* TEXT EXTRACT
>>>>

Manny Machado: 2024? (Part 3)

If Manny Machado opts-out, the Yankees should stay far away. Let's talk about it.

 

Why the Yankees Should NOT Get Involved:


They Missed Their Shot:

Brian Cashman and Co. are the kings of the "sunk cost fallacy". They are very slow to adapt and they constantly try to persuade the team and Yankees fans alike that things are going to change going forward, while at the same time making no changes. We saw this firsthand with their insistence on playing Isiah Kiner-Falefa at shortstop last year when other options (see: Oswald Peraza) were readily available. I'm also convinced we're going to see it again this year with Josh Donaldson. At a point in time, the team has to be willing to cut their own losses. This rarely- if ever- happens with the Yankees. They will stick with Donaldson no matter what because he's the one making good money. Even if IKF, or DJ LeMahieu, or someone else is playing better and should get the starting role.

<<<<

* EXERCISE DATA
>>>>

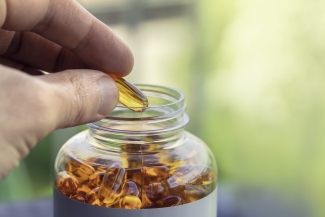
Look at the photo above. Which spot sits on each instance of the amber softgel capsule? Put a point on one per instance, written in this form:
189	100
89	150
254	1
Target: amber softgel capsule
130	95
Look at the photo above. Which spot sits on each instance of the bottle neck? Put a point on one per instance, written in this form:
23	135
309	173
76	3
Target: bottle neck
160	125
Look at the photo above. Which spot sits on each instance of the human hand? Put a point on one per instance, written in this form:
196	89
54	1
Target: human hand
54	36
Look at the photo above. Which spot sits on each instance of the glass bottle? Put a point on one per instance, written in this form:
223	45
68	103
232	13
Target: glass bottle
137	164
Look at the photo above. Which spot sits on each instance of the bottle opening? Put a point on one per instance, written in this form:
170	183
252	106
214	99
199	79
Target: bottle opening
165	113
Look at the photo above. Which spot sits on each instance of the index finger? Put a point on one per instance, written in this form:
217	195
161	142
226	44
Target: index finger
68	24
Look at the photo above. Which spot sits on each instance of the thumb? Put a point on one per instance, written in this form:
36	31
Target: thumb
80	96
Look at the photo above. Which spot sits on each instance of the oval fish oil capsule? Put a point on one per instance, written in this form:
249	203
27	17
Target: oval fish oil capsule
130	96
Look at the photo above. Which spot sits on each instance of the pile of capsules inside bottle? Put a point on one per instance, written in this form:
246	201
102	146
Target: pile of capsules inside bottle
131	184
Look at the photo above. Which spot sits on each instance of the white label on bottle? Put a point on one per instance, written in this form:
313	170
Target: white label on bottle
66	207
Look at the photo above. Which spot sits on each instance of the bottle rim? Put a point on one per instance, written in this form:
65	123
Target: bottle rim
166	109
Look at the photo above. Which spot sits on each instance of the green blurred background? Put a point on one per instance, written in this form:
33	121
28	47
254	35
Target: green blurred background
253	73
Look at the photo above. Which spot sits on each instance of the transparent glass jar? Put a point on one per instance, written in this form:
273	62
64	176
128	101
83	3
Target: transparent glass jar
137	164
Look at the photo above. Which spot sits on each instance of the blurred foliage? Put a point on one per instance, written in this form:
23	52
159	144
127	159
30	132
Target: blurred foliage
253	76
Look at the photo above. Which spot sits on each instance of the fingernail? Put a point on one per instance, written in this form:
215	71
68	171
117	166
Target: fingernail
109	95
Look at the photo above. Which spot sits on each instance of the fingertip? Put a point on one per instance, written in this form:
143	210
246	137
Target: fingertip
109	95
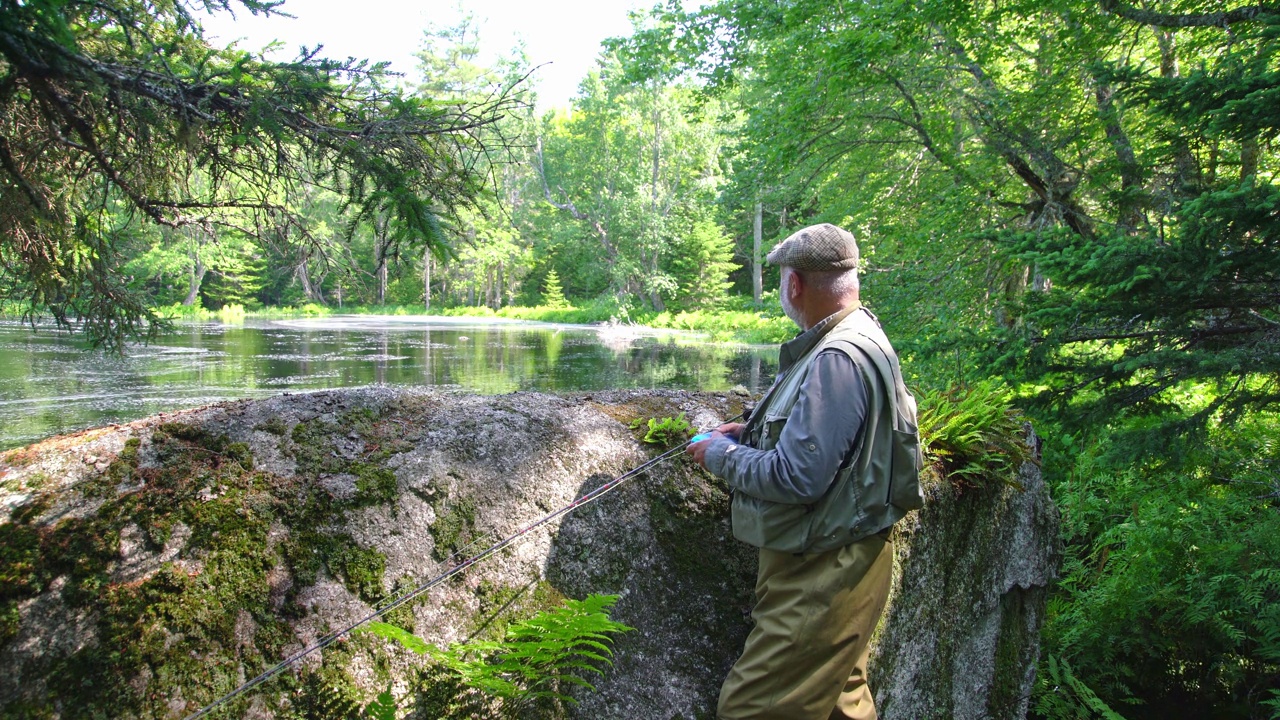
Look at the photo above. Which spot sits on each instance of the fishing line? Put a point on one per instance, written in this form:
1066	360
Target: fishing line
393	602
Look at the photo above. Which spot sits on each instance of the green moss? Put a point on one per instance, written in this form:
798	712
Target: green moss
200	627
374	484
453	527
498	606
120	470
1006	691
360	569
274	425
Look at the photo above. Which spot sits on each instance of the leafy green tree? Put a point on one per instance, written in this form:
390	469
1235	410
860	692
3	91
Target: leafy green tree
625	171
124	104
703	261
1086	192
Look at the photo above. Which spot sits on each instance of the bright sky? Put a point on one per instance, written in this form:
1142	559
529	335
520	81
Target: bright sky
566	33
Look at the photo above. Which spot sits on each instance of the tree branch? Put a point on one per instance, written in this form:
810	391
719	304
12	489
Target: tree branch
1193	19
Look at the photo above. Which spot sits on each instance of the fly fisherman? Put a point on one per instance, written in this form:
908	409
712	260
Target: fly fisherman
818	475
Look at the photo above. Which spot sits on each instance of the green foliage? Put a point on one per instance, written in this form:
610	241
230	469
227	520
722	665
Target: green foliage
553	295
663	431
539	660
1061	696
1169	578
99	159
973	433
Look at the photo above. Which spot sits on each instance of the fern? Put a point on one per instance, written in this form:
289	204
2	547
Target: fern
973	433
1061	696
538	660
663	431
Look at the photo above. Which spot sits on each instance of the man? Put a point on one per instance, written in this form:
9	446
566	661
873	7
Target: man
818	477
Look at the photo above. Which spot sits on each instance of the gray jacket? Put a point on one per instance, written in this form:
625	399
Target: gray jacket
807	487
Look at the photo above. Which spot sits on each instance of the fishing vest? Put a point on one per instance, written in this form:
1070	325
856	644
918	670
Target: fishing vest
876	484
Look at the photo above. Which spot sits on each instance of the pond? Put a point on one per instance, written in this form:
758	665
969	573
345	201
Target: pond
53	382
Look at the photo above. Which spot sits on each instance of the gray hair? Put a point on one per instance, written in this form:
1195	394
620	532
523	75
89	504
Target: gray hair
837	283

<<<<

* PROBLEMS AND TASKS
A. According to the Manny Machado article, why will the Yankees keep Josh Donaldson in the lineup even if another player performs better?
B. Filter the listing down to every line that contains the string "softgel", matching case exactly.

* RESULTS FOR EACH TASK
A. The article says the Yankees will stick with Donaldson because he is the one making good money. It argues that this is typical of their "sunk cost fallacy," since the team rarely, if ever, cuts its losses.

B.
Look at the photo above. Which spot sits on each instance of the amber softgel capsule? Put a point on one per instance, written in this form:
Target: amber softgel capsule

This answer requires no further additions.